TASK GOAL:
Repeat the records below line by line, exactly, finishing on the line that contains "Ground golden seed".
*** Opening SOURCE MATERIAL ***
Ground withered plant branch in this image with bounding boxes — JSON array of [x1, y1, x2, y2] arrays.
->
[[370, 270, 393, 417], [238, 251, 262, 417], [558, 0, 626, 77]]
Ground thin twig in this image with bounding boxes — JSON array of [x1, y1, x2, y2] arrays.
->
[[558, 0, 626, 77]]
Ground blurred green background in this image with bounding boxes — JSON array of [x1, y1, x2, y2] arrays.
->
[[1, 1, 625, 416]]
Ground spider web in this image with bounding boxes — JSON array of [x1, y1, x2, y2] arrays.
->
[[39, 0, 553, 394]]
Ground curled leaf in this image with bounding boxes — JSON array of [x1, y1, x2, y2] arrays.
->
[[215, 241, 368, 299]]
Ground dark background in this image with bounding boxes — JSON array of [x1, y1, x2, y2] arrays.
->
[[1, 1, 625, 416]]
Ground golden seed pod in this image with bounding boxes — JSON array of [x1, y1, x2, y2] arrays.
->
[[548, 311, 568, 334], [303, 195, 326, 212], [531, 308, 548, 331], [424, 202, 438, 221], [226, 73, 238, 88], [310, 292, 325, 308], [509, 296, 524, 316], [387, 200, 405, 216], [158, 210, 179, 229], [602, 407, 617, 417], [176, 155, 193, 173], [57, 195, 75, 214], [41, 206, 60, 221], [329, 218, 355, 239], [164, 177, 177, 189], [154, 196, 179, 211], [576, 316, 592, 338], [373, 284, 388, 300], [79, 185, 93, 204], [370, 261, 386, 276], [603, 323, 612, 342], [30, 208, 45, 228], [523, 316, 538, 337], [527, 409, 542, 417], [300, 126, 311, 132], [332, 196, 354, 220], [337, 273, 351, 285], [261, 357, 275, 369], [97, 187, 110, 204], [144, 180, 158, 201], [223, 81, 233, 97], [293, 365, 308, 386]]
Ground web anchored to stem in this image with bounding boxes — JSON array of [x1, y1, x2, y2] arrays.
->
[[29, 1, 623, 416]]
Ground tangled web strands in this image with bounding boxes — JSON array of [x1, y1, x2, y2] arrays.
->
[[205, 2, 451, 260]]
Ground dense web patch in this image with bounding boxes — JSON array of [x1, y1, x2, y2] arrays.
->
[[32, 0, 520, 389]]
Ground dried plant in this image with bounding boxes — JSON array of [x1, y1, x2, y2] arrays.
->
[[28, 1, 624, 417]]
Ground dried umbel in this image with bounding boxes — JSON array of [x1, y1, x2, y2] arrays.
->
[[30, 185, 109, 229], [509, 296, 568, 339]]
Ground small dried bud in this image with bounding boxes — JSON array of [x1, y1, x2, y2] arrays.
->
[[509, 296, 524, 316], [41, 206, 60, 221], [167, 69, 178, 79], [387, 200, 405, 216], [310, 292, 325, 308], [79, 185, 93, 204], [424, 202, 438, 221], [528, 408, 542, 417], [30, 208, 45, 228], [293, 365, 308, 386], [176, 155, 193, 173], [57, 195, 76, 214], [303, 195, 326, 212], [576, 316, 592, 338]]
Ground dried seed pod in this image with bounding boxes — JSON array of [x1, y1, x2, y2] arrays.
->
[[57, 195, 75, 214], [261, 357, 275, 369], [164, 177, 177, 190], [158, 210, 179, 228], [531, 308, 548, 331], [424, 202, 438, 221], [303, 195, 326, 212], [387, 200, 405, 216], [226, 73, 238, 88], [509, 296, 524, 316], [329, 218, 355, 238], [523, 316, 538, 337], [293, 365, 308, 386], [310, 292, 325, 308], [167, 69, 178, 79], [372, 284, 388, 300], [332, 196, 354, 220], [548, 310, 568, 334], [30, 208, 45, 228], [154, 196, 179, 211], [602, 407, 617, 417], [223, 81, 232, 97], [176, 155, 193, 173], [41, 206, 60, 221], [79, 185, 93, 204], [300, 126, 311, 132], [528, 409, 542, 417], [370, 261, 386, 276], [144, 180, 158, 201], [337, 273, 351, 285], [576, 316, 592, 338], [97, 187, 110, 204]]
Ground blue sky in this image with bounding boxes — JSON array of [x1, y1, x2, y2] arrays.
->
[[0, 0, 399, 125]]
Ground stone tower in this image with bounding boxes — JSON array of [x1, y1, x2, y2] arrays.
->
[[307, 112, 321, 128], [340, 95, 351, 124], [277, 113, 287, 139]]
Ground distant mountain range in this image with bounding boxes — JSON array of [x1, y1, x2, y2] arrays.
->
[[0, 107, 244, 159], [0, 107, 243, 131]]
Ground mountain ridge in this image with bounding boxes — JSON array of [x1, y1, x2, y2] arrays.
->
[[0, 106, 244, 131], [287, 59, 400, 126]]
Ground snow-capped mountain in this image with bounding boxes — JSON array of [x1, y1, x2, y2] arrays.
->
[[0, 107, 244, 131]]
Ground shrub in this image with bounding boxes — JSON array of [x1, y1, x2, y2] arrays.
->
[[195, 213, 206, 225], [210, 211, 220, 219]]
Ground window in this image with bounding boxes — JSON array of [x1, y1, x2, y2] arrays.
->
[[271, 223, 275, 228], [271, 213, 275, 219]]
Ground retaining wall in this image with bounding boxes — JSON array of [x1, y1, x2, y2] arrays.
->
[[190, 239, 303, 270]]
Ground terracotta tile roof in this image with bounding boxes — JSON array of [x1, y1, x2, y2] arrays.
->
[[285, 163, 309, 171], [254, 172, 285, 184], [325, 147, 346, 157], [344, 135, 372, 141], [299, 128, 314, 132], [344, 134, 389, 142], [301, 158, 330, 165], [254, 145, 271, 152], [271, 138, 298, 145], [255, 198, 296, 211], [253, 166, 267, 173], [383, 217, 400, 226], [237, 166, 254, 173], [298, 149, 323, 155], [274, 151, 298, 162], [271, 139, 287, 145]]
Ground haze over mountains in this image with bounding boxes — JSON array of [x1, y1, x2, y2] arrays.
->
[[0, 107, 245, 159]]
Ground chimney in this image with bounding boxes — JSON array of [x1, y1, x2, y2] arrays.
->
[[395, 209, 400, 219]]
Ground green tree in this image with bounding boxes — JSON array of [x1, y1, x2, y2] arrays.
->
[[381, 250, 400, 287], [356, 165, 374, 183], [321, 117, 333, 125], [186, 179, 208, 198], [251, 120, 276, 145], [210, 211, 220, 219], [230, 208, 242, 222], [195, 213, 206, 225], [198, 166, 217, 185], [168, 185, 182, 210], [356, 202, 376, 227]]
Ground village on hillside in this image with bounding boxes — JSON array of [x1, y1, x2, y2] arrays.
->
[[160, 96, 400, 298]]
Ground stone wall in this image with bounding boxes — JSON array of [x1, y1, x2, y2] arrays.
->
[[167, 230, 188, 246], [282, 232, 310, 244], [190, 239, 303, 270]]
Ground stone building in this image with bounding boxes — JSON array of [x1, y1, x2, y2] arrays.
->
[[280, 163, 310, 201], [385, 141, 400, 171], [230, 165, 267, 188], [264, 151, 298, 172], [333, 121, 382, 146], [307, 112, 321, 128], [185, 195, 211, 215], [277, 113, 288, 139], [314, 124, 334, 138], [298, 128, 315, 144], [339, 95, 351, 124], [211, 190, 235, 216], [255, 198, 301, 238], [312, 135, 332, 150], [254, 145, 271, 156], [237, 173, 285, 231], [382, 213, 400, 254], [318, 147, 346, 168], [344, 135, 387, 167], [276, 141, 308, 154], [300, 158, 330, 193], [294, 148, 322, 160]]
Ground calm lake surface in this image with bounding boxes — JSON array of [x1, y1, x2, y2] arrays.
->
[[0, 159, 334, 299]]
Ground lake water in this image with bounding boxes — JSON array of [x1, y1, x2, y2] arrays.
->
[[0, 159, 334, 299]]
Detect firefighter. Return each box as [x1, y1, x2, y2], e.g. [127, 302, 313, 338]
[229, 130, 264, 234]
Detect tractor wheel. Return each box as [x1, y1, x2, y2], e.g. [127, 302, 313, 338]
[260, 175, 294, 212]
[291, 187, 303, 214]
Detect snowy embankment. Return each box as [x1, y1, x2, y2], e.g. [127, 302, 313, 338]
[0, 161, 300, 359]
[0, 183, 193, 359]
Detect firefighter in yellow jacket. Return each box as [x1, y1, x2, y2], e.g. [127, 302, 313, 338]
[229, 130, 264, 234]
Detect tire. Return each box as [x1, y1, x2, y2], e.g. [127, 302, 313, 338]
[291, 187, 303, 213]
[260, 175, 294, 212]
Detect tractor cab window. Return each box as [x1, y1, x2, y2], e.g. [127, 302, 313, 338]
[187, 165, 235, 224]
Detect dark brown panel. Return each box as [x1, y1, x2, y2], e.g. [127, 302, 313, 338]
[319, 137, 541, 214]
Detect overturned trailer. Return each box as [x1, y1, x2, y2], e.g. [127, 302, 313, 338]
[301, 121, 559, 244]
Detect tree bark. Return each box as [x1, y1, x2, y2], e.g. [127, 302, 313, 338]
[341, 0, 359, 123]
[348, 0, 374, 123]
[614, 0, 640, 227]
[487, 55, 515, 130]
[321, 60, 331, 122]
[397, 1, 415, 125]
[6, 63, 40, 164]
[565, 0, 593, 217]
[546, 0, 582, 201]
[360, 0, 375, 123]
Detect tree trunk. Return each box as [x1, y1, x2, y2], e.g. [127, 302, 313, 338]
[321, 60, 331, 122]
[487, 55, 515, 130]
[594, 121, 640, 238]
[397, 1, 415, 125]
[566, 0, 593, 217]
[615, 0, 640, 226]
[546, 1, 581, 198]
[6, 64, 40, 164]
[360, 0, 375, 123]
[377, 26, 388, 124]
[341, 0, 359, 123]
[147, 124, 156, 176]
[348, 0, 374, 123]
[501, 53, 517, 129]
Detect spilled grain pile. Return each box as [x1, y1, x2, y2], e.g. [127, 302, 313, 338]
*** Closing SOURCE MATERIAL ***
REPLY:
Ground withered plant branch in this image with bounding boxes — JSON array of [x1, y1, x2, y2] arrays.
->
[[370, 270, 393, 417], [238, 251, 262, 417], [558, 0, 626, 77]]
Ground thin twig in this image with bounding boxes — JSON array of [x1, y1, x2, y2] arrays.
->
[[558, 0, 626, 77]]
Ground blurred green background in this image with bounding boxes — JSON array of [x1, y1, x2, y2] arrays.
->
[[1, 1, 625, 416]]
Ground spider web in this image with bounding boxes — JSON array of [x1, y1, x2, y2] arrays.
->
[[39, 0, 553, 394]]
Ground curled leaf in this image with bounding boxes — JSON array of [x1, y1, x2, y2] arrays.
->
[[215, 241, 368, 299]]
Ground dark background in this image with bounding boxes — JSON array of [x1, y1, x2, y2] arrays.
->
[[1, 1, 625, 416]]
Ground golden seed pod in this image with bounding boxes — JSON array of [x1, y1, x2, y2] arrays.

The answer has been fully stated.